==== Records for the exercise

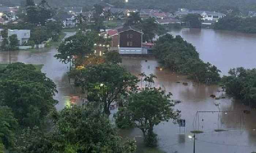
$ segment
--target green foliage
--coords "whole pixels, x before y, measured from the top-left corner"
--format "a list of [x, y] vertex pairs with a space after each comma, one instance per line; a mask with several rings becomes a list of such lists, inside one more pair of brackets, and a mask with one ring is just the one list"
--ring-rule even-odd
[[143, 41], [151, 41], [158, 32], [158, 27], [160, 26], [157, 23], [154, 18], [150, 18], [142, 21], [140, 26], [140, 28], [144, 33], [143, 35]]
[[188, 75], [195, 81], [214, 83], [220, 80], [220, 71], [216, 66], [200, 59], [195, 47], [180, 36], [174, 38], [167, 34], [161, 37], [154, 51], [165, 66], [179, 73]]
[[6, 51], [8, 48], [9, 41], [8, 41], [8, 29], [4, 28], [0, 33], [3, 38], [3, 41], [1, 43], [1, 50]]
[[18, 123], [14, 116], [10, 108], [0, 106], [0, 142], [7, 149], [14, 144], [14, 132]]
[[242, 18], [234, 15], [228, 15], [219, 20], [215, 24], [214, 28], [256, 33], [256, 17]]
[[34, 28], [31, 31], [29, 40], [34, 41], [36, 44], [41, 44], [43, 41], [46, 41], [49, 36], [45, 27]]
[[122, 63], [122, 58], [118, 52], [110, 51], [107, 53], [105, 57], [106, 62], [113, 64]]
[[129, 12], [129, 13], [130, 15], [126, 19], [126, 22], [124, 24], [125, 26], [136, 25], [141, 22], [141, 18], [139, 12]]
[[246, 105], [256, 107], [256, 69], [238, 67], [231, 69], [229, 74], [222, 78], [227, 93]]
[[201, 28], [202, 19], [199, 14], [188, 14], [183, 20], [191, 28]]
[[[146, 77], [150, 78], [149, 77]], [[118, 128], [125, 128], [128, 123], [142, 131], [144, 140], [149, 146], [157, 145], [154, 126], [161, 122], [173, 119], [174, 123], [180, 116], [180, 111], [174, 111], [170, 102], [171, 94], [166, 95], [161, 89], [146, 87], [141, 92], [129, 95], [124, 107], [118, 110], [116, 121]]]
[[136, 76], [123, 67], [109, 63], [73, 70], [69, 76], [74, 79], [76, 85], [89, 94], [93, 94], [95, 98], [103, 104], [104, 112], [108, 114], [110, 104], [117, 100], [118, 96], [127, 94], [136, 87], [138, 82]]
[[72, 106], [53, 113], [57, 133], [61, 136], [60, 148], [67, 144], [76, 146], [73, 152], [134, 152], [134, 141], [122, 140], [100, 110], [92, 106]]
[[91, 25], [91, 29], [93, 30], [99, 31], [101, 29], [105, 28], [103, 26], [104, 16], [101, 15], [103, 13], [103, 7], [99, 5], [95, 4], [93, 11], [93, 13], [91, 20], [93, 21], [93, 24]]
[[17, 38], [17, 35], [12, 35], [9, 37], [9, 40], [10, 41], [10, 50], [12, 51], [14, 51], [18, 49], [17, 47], [19, 45], [19, 41]]
[[45, 20], [53, 15], [53, 11], [50, 8], [48, 8], [49, 6], [45, 0], [42, 0], [37, 5], [35, 5], [33, 1], [29, 1], [27, 3], [27, 15], [25, 19], [32, 23], [44, 25]]
[[[58, 54], [54, 57], [60, 62], [67, 63], [73, 56], [76, 57], [74, 62], [76, 65], [80, 65], [88, 56], [93, 52], [94, 44], [98, 36], [95, 36], [92, 32], [86, 35], [79, 33], [65, 39], [58, 48]], [[69, 58], [68, 57], [69, 57]]]
[[50, 22], [46, 24], [47, 33], [49, 38], [52, 38], [53, 40], [57, 42], [59, 40], [60, 34], [61, 32], [61, 23], [58, 22]]
[[[55, 149], [54, 135], [35, 126], [22, 129], [16, 137], [15, 152], [20, 153], [59, 153]], [[56, 143], [57, 144], [57, 143]]]
[[16, 63], [0, 71], [0, 104], [11, 109], [21, 126], [38, 126], [57, 101], [54, 83], [32, 65]]

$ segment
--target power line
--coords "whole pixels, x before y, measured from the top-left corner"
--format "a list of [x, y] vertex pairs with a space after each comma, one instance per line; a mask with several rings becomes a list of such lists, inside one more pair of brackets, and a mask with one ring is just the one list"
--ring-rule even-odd
[[244, 147], [256, 147], [256, 145], [232, 145], [230, 144], [221, 144], [219, 143], [213, 142], [212, 142], [207, 141], [204, 140], [202, 140], [197, 138], [196, 139], [196, 140], [198, 140], [200, 141], [206, 143], [208, 143], [209, 144], [214, 144], [215, 145], [224, 145], [226, 146], [244, 146]]

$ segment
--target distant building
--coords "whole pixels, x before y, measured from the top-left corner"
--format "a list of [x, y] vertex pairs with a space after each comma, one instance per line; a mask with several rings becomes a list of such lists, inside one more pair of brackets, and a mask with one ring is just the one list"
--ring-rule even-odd
[[64, 13], [58, 14], [52, 19], [47, 20], [48, 21], [61, 21], [63, 28], [72, 28], [76, 26], [77, 20], [76, 15]]
[[[3, 30], [0, 29], [0, 31]], [[22, 46], [25, 43], [27, 43], [30, 38], [30, 30], [8, 30], [8, 36], [12, 35], [16, 35], [17, 38], [19, 42], [19, 45]], [[3, 38], [0, 36], [0, 42], [3, 41]]]
[[248, 15], [251, 17], [256, 17], [256, 11], [249, 11]]
[[167, 25], [170, 24], [181, 24], [181, 21], [175, 18], [170, 18], [163, 19], [157, 19], [157, 22], [159, 24]]
[[147, 54], [147, 50], [142, 46], [143, 33], [140, 31], [129, 27], [110, 30], [106, 34], [111, 38], [111, 51], [118, 51], [120, 54]]
[[187, 9], [185, 11], [178, 11], [175, 12], [174, 16], [175, 17], [182, 18], [189, 14], [199, 14], [202, 16], [203, 20], [209, 21], [217, 21], [220, 19], [226, 16], [226, 15], [224, 14], [215, 11], [194, 10], [187, 11]]
[[65, 7], [66, 11], [71, 14], [79, 14], [83, 12], [83, 8], [82, 7]]

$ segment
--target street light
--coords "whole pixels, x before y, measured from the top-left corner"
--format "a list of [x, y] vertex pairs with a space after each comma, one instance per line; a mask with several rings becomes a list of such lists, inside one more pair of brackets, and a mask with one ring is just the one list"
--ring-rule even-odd
[[[67, 57], [68, 58], [68, 60], [69, 61], [69, 72], [70, 72], [71, 71], [71, 59], [70, 58], [70, 56], [68, 56]], [[70, 77], [69, 77], [69, 83], [70, 83]]]

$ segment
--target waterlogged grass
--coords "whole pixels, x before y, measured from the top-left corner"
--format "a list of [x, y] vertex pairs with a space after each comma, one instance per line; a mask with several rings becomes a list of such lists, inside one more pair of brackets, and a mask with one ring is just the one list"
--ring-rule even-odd
[[160, 150], [157, 148], [145, 148], [141, 149], [138, 150], [137, 149], [137, 153], [165, 153], [163, 151]]
[[73, 29], [63, 29], [61, 31], [63, 32], [76, 32], [77, 30], [78, 29], [75, 28]]
[[[6, 67], [9, 64], [0, 64], [0, 70]], [[42, 68], [44, 66], [43, 64], [32, 64], [35, 68], [37, 71], [41, 71]]]

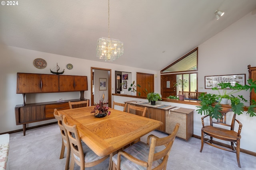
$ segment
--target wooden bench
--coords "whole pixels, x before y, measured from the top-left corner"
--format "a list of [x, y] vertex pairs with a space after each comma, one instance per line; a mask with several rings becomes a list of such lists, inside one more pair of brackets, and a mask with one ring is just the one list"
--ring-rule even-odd
[[8, 154], [10, 145], [10, 135], [0, 135], [0, 170], [8, 169]]
[[198, 97], [202, 93], [206, 94], [206, 92], [182, 92], [179, 91], [179, 95], [185, 95], [185, 99], [198, 100]]

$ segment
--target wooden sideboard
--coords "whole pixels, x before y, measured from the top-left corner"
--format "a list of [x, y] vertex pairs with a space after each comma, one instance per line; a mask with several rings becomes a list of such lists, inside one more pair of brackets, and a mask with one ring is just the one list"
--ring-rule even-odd
[[[194, 133], [194, 109], [180, 108], [165, 105], [151, 105], [150, 103], [130, 101], [125, 103], [137, 106], [148, 107], [147, 117], [160, 121], [164, 123], [157, 129], [170, 134], [176, 123], [180, 123], [176, 136], [186, 141]], [[140, 115], [140, 113], [136, 114]]]
[[[17, 73], [16, 93], [22, 94], [23, 104], [15, 108], [16, 125], [23, 125], [25, 135], [26, 124], [54, 119], [54, 109], [69, 109], [68, 102], [87, 100], [84, 91], [88, 90], [87, 76], [34, 73]], [[26, 104], [26, 93], [80, 92], [80, 99], [65, 101], [50, 102]]]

========

### Directions
Please retype the rows above, from their very start through the line holding "33], [256, 17]]", inclusive, and leave the pictures out.

### Expected answer
$ segment
--target green foliage
--coords "whole pixels, x before y, measured from the top-left corner"
--format "a list of [x, y] vertex pairs with a space after each comma, one instance per line; a mask with several rings becomes a list of such lists, inside one more pair of brackets, and a mask with one ring is just the one list"
--ring-rule even-odd
[[143, 41], [151, 41], [158, 32], [158, 27], [160, 26], [157, 23], [154, 18], [150, 18], [142, 21], [140, 26], [140, 28], [144, 33], [143, 35]]
[[188, 75], [195, 81], [214, 83], [220, 80], [220, 71], [216, 66], [200, 59], [195, 47], [180, 36], [174, 38], [167, 34], [161, 37], [154, 51], [165, 66], [179, 73]]
[[6, 51], [8, 48], [9, 41], [8, 41], [8, 29], [4, 28], [0, 33], [3, 38], [3, 41], [1, 43], [1, 50]]
[[18, 123], [14, 116], [10, 108], [0, 106], [0, 142], [7, 149], [14, 144], [14, 132]]
[[242, 18], [234, 15], [228, 15], [219, 20], [215, 24], [214, 28], [256, 33], [256, 17]]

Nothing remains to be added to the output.